*TASK DESCRIPTION*:
Can you reproduce the part of the material that opens with the line containing "identify every stacked" and closes with the line containing "(349, 632), (795, 756)", raising every bounding-box coordinate by 137? Keep all other text the same, including the sample coordinates after "each like".

· · · · ·

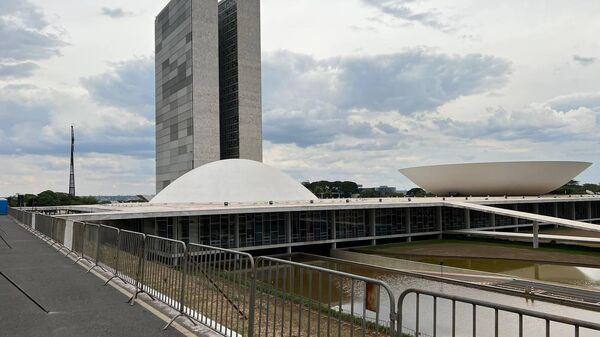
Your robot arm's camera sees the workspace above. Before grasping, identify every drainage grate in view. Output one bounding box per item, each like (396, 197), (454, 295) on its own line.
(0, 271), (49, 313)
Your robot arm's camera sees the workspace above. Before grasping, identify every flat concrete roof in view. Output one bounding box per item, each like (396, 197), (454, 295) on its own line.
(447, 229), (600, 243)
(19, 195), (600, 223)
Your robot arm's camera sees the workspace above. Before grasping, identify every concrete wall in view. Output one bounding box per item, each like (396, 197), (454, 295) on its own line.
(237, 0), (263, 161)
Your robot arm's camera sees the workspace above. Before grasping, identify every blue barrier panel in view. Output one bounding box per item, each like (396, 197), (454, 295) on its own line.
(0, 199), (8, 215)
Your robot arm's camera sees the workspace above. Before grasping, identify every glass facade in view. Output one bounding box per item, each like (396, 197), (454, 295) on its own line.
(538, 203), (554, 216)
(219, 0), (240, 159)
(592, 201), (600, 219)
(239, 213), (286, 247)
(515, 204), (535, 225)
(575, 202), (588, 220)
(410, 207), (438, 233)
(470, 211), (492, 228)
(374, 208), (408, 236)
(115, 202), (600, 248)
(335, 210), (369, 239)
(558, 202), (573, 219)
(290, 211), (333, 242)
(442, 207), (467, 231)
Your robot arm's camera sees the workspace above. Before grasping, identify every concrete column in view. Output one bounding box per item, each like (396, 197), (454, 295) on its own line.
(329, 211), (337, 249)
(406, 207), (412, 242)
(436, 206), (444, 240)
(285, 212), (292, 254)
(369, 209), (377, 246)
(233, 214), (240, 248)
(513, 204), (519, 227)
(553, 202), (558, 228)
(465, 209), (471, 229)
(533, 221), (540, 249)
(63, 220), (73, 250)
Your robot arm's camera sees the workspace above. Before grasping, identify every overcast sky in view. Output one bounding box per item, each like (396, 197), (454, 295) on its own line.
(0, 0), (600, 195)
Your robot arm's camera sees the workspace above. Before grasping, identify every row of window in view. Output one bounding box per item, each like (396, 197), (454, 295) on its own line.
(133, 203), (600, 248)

· · · · ·

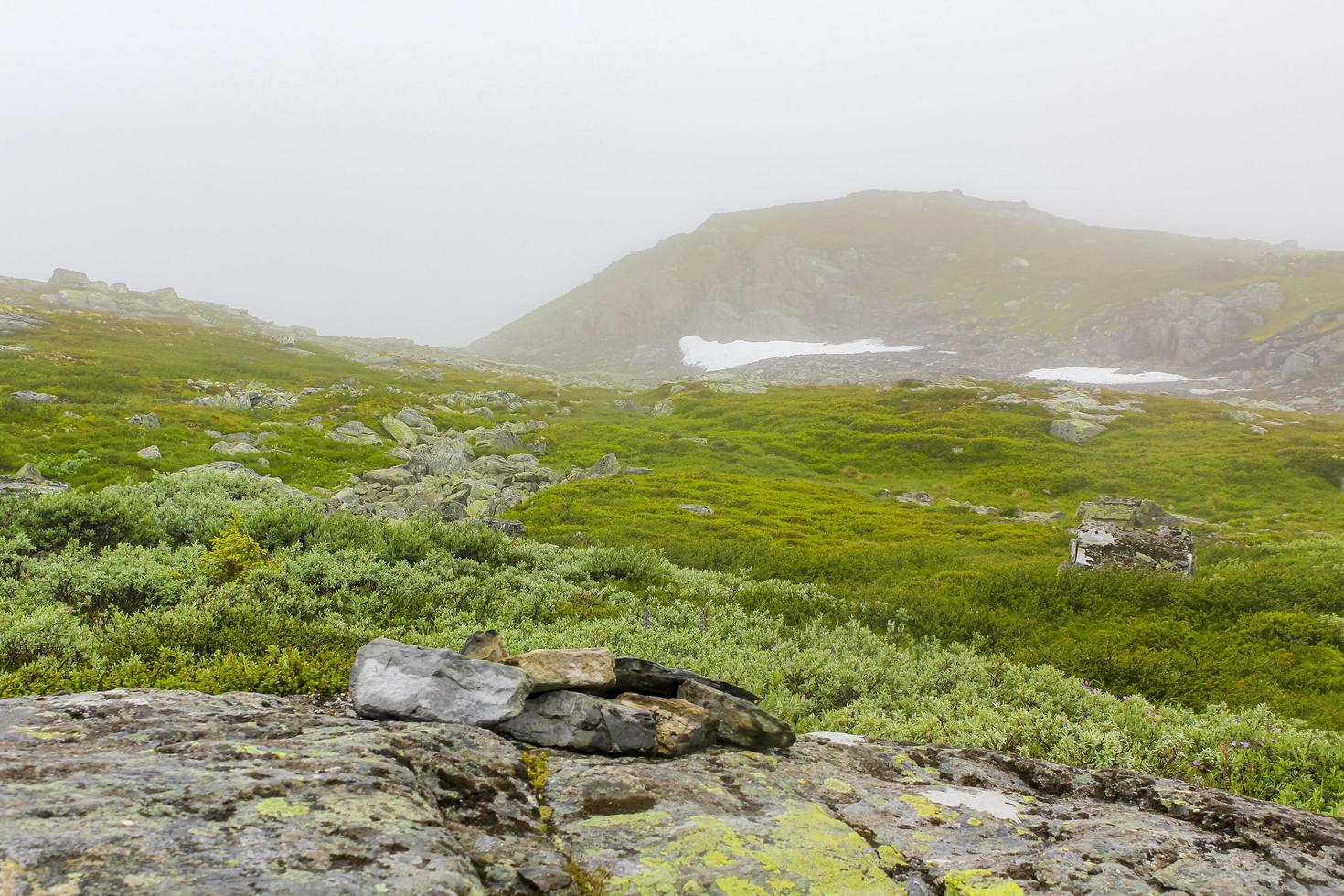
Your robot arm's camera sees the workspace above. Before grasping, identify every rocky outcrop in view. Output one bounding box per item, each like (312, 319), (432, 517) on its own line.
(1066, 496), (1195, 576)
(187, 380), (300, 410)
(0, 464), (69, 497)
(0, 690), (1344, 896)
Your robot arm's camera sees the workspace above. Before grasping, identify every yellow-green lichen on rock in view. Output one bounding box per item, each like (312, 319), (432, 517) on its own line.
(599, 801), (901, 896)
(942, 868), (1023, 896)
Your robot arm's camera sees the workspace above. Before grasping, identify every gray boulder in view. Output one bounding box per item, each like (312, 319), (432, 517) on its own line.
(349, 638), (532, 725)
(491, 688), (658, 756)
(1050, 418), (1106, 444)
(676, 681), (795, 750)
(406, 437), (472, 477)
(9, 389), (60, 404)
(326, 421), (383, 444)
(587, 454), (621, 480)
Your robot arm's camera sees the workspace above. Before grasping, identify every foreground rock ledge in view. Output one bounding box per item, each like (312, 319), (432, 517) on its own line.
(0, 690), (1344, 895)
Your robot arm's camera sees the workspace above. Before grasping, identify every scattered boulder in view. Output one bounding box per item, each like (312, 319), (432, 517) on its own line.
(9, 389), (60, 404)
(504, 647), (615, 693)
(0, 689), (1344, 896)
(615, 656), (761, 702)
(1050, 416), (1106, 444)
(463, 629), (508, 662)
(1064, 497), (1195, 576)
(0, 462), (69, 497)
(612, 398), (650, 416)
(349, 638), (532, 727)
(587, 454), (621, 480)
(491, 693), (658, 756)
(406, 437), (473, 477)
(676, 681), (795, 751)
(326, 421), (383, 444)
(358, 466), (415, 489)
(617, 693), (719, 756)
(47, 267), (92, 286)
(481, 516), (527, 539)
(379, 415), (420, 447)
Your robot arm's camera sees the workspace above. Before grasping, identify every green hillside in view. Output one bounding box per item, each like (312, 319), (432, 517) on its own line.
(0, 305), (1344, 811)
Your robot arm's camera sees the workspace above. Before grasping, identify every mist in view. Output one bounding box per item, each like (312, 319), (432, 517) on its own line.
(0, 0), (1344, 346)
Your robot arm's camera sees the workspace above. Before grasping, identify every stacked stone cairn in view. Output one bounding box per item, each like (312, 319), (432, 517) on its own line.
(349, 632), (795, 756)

· · · · ·

*TASK SOLUTION*:
Your robot arm's camera sees the workspace above. Before grasping, identify every stacked stone cairn in view. Output one bounding box per item, each like (312, 319), (432, 517) on its own line.
(486, 769), (932, 893)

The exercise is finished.